Per favore, riscrivi tutti i record qui sotto sostituendo "pixel coordinates" con "point coordinates" e lasciando invariato tutto il resto. Non includere le immagini nella risposta.
☆ ☆ ☆ ☆ ☆
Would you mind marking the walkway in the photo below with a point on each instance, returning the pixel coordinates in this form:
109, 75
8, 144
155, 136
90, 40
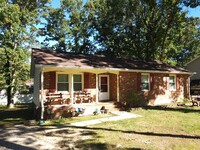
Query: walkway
119, 116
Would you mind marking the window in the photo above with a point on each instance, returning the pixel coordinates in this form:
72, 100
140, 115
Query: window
145, 82
172, 82
77, 82
63, 82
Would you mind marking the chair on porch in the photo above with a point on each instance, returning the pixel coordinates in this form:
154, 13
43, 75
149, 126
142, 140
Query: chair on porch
82, 97
56, 99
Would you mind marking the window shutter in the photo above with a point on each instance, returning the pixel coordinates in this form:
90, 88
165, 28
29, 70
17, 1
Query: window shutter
139, 81
151, 81
178, 82
52, 81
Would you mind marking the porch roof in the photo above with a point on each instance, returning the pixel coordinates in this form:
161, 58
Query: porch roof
☆ ☆ ☆ ☆ ☆
- _Risposta_
Would you mind marking the walkway in the photo below with a point on each instance, returning the point coordinates in this form:
109, 75
8, 144
155, 136
90, 40
Query: walkway
119, 116
Would you mind marking the window in the photo above with a point on each instance, returning the point coordinates in this form:
72, 100
140, 115
Query: window
145, 82
172, 82
77, 82
63, 82
Would you mind marking the chair on porch in the photo above with a point on each instance, returning the point coordinates in this form:
154, 13
43, 75
149, 126
142, 140
Query: chair on porch
82, 97
56, 99
Would you mind marking the window shutter in the photo above with a point on each instance, returning the point coordinates in this form:
90, 88
165, 28
29, 70
17, 1
Query: window shutter
139, 81
151, 81
178, 82
52, 81
Would you mind marking the porch roof in the photo above with a point on each instance, returning the point coordinates in this form:
161, 58
Query: porch roof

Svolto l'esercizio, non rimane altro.